* Recorded information *
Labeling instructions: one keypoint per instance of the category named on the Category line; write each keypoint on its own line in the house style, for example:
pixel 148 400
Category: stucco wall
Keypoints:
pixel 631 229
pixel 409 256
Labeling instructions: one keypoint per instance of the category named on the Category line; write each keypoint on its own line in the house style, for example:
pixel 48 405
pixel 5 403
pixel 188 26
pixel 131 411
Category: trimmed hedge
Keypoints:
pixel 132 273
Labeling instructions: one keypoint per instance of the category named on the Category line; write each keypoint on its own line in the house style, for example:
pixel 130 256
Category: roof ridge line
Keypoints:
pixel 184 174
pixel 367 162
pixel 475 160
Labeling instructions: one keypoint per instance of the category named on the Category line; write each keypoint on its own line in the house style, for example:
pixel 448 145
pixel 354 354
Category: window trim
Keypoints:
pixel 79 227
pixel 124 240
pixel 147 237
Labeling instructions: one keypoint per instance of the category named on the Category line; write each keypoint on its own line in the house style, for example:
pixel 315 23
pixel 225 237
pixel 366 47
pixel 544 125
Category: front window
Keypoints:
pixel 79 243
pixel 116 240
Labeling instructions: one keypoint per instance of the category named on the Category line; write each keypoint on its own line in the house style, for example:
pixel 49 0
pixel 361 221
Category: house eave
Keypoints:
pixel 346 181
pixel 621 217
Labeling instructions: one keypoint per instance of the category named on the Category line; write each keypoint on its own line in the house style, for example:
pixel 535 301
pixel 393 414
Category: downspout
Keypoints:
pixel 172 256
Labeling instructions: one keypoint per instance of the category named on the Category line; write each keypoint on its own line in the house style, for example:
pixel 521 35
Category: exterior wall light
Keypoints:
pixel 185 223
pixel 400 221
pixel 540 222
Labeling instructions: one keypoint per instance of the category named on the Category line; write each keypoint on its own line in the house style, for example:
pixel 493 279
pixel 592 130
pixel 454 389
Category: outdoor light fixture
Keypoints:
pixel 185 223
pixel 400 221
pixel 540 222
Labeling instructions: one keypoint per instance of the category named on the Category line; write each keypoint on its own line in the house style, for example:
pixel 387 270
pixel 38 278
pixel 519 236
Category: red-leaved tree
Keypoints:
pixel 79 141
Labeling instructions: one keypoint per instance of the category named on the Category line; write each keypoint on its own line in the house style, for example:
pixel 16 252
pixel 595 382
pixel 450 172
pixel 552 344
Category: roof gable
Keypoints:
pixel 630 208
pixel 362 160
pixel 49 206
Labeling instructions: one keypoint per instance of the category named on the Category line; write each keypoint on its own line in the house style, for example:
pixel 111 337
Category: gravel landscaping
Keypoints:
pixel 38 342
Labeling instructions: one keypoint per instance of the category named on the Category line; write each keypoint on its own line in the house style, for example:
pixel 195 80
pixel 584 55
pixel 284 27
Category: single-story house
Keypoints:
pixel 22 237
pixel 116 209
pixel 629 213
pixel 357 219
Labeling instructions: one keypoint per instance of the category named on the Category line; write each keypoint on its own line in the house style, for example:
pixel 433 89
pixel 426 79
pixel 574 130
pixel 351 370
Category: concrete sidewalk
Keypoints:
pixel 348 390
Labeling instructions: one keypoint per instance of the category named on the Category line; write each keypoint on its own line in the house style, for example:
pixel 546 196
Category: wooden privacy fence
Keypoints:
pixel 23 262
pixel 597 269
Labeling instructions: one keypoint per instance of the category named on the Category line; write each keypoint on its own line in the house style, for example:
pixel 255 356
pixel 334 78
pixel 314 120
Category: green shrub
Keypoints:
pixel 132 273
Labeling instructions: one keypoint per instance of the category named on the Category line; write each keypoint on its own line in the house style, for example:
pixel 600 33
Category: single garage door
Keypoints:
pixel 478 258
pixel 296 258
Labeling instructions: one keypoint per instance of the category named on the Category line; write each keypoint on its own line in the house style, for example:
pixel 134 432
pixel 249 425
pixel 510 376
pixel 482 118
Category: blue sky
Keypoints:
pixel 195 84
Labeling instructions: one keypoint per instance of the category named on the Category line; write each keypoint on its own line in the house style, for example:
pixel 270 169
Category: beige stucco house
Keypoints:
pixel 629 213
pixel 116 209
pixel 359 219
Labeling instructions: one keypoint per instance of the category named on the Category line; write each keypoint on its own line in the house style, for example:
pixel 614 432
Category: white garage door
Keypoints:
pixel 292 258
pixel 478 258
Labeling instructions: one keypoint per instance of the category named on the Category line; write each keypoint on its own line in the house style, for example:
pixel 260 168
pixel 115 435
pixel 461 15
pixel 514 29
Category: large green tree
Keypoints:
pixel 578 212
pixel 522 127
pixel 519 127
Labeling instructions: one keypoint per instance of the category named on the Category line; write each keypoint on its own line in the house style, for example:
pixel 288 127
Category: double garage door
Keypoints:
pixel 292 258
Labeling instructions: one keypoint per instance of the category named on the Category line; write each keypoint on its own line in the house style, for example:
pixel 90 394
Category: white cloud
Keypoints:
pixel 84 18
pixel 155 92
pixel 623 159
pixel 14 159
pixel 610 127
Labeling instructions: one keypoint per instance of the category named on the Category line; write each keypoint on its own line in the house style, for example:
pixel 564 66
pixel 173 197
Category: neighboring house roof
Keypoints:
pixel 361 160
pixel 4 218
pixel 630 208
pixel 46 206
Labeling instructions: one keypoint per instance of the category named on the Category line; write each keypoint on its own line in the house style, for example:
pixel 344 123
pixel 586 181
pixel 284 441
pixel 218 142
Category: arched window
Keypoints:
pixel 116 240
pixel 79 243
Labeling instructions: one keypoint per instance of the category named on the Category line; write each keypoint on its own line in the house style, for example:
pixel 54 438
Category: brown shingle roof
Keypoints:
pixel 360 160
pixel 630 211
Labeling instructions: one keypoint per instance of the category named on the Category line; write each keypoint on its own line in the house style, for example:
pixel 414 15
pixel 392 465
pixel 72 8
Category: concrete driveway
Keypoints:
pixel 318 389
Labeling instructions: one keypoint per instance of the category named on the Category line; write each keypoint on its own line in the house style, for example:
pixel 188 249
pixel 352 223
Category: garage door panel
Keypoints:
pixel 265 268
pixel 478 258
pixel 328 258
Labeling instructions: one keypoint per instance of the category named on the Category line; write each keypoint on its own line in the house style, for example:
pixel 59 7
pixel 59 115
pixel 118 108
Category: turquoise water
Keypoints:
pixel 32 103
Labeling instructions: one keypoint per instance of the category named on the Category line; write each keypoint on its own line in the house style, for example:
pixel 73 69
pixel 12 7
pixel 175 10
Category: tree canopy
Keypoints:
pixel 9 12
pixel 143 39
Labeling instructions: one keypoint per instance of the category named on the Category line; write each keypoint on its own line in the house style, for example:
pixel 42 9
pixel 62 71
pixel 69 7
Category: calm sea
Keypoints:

* Brief *
Among the entries, how many lines hold the word "green"? Please answer with only that number.

* Finished exercise *
2